▶ **WORK INSTRUCTIONS**
Rewrite the paragraph that begins "Of all the" in the math thread below as a single shorter sentence that keeps its main claim.

▶ **PASSAGE PROVIDED**
--- --- ---

I want to find approximations ${\rm g}_{n}\left(x\right) \in T_{n}$ of $\,\,{\rm f}\left(x\right)$, so that the error $$ \left\vert\left\vert\,{\rm f} - {\rm g}_{n}\,\right\vert\right\vert^{2} = \int_{0}^{2\pi} \left[{\rm f}\left(x\right) - {\rm g}_{n}\left(x\right)\right]^{2}\,{\rm d}x $$ is minimal.
How to do that?
Here are my $f(x)$ functions:
a) $f(x) = x$,
b) $f(x) = (x-\pi)^2$
c) $f(x) =e^x$
d) $f(x) = \left\{ \begin{array}{l l l} 1, & 0 \leq x \leq \pi, \\ 0, & \pi < x \leq 2 \pi. \end{array} \right.$
Thank you very much guys =)
PS: $T_n$ is the vector space of the trigonometric polynomials with size $\leq n$
Of all the $n^{th}$ degree trigonometric polynomials, the $n^{th}$ partial sum of the Fourier series of $f$ best approximates $f$. To put it mathematically,
$\|f-s_n\| \leq \|f-p\| \, \, \, \ s_n, p \in T_n$
So just find the Fourier coefficients if the given functions in $[0, 2\pi]$ and you have your answer.

--- --- ---

▶ **DATASET EXCERPTS**

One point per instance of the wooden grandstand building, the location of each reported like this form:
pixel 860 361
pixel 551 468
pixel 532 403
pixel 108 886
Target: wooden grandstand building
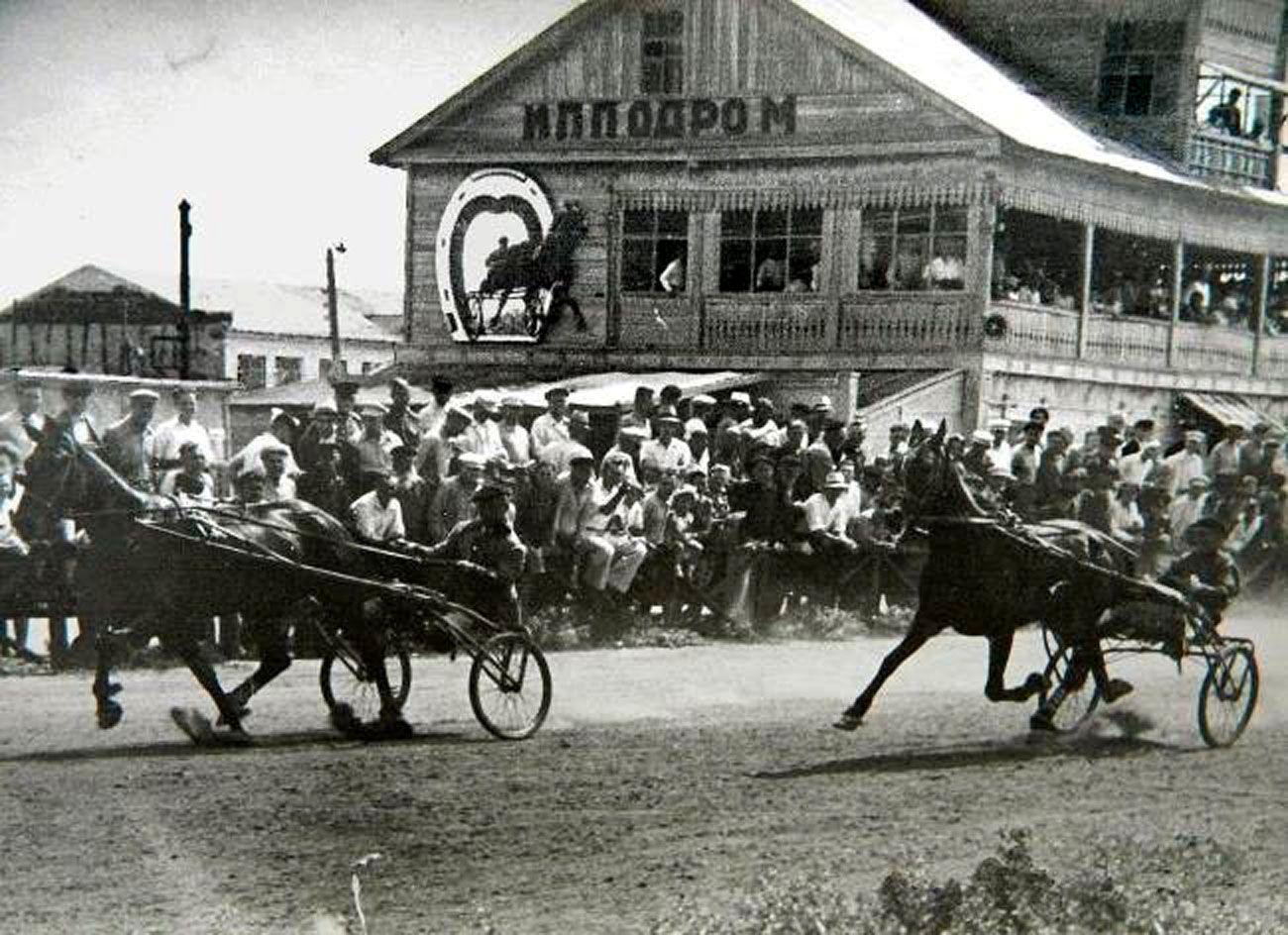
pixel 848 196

--- --- ---

▶ **RESULT**
The nth partial sum of the Fourier series of f is the best approximation to f among all nth-degree trigonometric polynomials.